Spinoza and Modernity
EUS 347, HIS 362G, JS 364, PHL 354, RS 357
Course Description:
Baruch Spinoza, the seventeenth-century Dutch-Jewish philosopher of Portuguese descent, has been alternately labeled the instigator of the “radical enlightenment” (Jonathan Israel), the “renegade Jew who gave us modernity” (Rebecca Goldstein), the betrayer of the Jewish tradition (Hermann Cohen), a “savage anomaly” in the western intellectual tradition (Antonio Negri), and the theorist of the one kind of god in which a physicist of the twentieth century might conceivably believe (Albert Einstein). In his own seventeenth-century Amsterdam context, his writings – and even mere rumor of them – were enough to earn him full excommunication from the Jewish community. Yet in subsequent centuries those scandalous writings have become a crucial chapter in histories of western philosophy. G. W. F. Hegel, for instance, would argue that only after Spinoza could one really begin to philosophize properly. This course will introduce students to the core of Spinoza’s writings that have produced such diverse reactions over the centuries, as well as to exemplary moments in those reactions. We will examine Spinoza’s refusal of a transcendent god or ideal, as well as of the mind-body dualism so prominent in western thought, understanding along the way the unique intellectual modernity he made possible.

== Record excerpts ==
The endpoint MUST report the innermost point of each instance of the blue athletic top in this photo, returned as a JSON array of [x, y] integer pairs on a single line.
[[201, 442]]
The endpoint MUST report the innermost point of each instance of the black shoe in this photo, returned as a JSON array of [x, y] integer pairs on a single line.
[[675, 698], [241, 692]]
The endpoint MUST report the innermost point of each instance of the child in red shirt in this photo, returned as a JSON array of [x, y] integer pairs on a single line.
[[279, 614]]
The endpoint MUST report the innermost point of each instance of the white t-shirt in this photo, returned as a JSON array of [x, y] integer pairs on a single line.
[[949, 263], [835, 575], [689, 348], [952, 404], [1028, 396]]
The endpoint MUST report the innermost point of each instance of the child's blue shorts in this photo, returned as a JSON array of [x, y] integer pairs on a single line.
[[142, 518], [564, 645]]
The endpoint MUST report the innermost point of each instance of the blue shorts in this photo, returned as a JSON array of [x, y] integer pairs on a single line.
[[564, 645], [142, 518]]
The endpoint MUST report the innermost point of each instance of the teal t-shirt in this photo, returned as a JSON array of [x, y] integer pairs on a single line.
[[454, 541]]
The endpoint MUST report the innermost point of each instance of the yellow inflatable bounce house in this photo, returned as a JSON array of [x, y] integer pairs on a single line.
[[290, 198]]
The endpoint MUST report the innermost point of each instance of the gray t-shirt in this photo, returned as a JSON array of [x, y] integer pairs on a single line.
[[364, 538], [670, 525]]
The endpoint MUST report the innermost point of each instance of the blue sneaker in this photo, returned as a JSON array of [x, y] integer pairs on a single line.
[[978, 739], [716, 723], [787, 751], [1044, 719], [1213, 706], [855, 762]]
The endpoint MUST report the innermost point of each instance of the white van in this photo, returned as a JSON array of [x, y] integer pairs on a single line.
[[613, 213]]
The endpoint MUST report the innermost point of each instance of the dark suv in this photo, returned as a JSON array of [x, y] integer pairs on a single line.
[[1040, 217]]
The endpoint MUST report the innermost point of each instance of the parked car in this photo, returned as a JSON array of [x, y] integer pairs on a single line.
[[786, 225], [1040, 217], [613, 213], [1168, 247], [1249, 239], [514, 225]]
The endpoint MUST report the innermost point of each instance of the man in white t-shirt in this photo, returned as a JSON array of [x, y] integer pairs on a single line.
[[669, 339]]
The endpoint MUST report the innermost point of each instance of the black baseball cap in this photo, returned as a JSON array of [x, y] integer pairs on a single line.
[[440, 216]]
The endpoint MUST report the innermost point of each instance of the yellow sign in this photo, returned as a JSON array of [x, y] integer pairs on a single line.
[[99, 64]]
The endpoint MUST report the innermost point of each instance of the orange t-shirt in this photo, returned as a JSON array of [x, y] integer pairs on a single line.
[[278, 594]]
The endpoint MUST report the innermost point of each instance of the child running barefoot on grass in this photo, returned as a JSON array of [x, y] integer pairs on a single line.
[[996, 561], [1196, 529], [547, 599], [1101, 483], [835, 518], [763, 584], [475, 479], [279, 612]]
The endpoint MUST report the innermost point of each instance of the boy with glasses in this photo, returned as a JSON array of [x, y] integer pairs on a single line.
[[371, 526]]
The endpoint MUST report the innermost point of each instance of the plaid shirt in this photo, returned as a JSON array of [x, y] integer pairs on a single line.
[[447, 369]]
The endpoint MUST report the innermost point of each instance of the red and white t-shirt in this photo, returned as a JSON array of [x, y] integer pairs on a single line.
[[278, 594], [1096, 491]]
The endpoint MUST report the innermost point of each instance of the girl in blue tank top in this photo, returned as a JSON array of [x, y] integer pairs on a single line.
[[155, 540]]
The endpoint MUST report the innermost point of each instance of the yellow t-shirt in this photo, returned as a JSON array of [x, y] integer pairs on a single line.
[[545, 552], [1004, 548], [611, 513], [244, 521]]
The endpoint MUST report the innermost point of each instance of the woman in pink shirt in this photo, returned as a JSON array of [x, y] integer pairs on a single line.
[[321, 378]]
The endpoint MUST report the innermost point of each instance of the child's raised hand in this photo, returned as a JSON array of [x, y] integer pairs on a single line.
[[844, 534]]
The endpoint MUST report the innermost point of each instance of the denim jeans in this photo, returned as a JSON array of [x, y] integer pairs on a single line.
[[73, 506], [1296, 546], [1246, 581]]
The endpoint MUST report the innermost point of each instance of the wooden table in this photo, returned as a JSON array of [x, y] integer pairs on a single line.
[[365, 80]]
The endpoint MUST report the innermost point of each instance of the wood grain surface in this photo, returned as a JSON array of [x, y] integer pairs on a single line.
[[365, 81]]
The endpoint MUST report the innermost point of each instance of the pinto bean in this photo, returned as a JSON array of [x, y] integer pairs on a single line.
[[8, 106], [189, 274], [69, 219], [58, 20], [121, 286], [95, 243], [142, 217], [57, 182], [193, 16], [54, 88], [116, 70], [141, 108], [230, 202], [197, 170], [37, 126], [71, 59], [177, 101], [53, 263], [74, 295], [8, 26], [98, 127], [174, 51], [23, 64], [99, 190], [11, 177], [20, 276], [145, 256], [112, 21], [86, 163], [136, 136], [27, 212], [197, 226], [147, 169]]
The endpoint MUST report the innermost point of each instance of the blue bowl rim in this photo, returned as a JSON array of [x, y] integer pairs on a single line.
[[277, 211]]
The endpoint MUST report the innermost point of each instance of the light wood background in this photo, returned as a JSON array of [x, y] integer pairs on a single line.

== Exercises to complete ==
1 > In the Spinoza course description, what did G. W. F. Hegel argue about Spinoza?
2 > Using the Spinoza course description, explain why Spinoza was excommunicated from the Jewish community.
3 > Pick up the Spinoza course description where it stops and continue it.

== Task-by-task outputs ==
1 > He argued that only after Spinoza could one really begin to philosophize properly.

2 > In his seventeenth-century Amsterdam context, his writings, and even mere rumor of them, were enough to earn him full excommunication from the Jewish community.

3 >
Texts (subject to change)
•Baruch Spinoza, The Essential Spinoza: Ethics and Related Writings, trans. Samuel Shirley, ed.
Michael L. Morgan (Indianapolis: Hackett Publishing, 2006), ISBN: 0872208036.
•Baruch Spinoza, The Theological-Political Treatise, trans. Samuel Shirley (Indianapolis:
Hackett Publishing, 2001), ISBN: 0872206076.
•Genevieve Lloyd, Routledge Philosophy Guidebook to Spinoza and the Ethics (New York:
Routledge, 1996), ISBN: 0415107822.
•Warren Montag and Ted Stolze, eds., The New Spinoza (Minneapolis: University of Minnesota
Press, 2008), ISBN: 0816625417.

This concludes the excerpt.